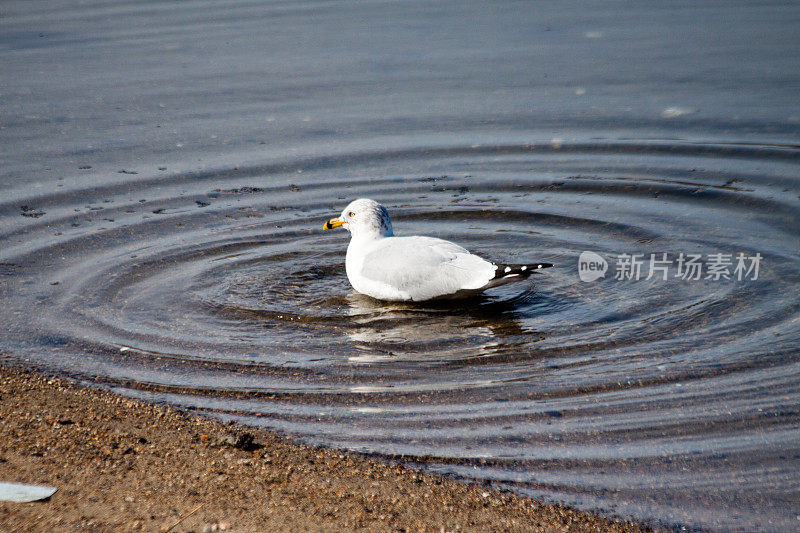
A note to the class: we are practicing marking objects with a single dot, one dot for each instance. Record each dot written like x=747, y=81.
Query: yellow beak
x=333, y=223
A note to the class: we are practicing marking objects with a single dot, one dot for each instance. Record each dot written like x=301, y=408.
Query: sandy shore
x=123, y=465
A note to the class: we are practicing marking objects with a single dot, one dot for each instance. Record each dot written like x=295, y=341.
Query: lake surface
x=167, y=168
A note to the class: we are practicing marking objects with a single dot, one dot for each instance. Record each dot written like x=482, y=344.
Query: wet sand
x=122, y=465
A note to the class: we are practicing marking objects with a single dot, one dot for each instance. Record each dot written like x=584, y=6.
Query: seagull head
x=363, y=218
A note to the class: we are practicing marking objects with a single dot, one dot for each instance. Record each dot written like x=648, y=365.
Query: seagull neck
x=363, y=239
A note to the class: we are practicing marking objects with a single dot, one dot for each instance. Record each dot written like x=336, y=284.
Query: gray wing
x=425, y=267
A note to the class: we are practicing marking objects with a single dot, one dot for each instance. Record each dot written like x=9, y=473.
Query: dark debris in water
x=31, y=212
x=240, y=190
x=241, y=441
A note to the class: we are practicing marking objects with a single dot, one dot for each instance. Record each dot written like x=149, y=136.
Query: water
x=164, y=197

---

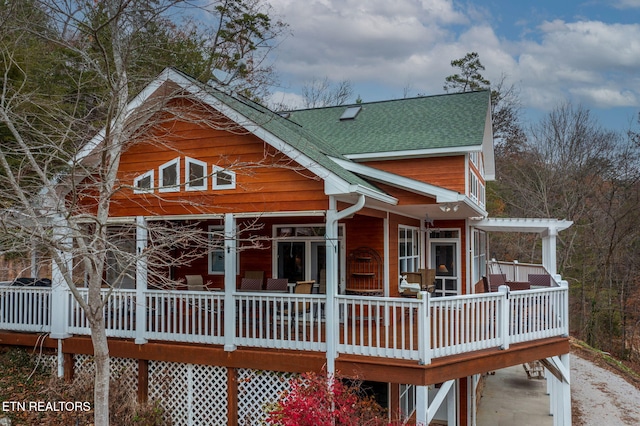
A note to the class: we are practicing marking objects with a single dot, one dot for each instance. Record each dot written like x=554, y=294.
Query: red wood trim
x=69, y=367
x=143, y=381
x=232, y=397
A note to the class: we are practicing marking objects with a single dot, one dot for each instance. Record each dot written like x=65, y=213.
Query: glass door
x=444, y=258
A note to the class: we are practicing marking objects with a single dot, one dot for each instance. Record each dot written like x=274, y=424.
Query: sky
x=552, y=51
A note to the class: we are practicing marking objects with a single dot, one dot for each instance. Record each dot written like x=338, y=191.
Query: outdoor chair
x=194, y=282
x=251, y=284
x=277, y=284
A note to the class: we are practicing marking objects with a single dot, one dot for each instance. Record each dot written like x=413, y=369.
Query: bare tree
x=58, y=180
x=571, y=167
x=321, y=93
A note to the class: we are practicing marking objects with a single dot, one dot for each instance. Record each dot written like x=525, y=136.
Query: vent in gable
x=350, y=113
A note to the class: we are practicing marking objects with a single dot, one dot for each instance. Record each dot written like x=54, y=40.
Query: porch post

Requirements: Copy the data from the line with "like x=648, y=365." to the line with "x=425, y=267", both included, and change nothing but the answer coordinates. Multiply each of those coordinates by 1.4 and round to whole numbers, with halves rounded up; the requests, including their sample coordinates, stay the same.

Response for this exercise:
A note to the class: we are practicing marking objects with a single dot, one dot for each instance. Record each dot written like x=648, y=365.
Query: seagull neck
x=508, y=335
A note to the class: we are practicing marking objects with a single dot, one dot for each instance. Record each dot written like x=336, y=284.
Query: gray wing
x=595, y=374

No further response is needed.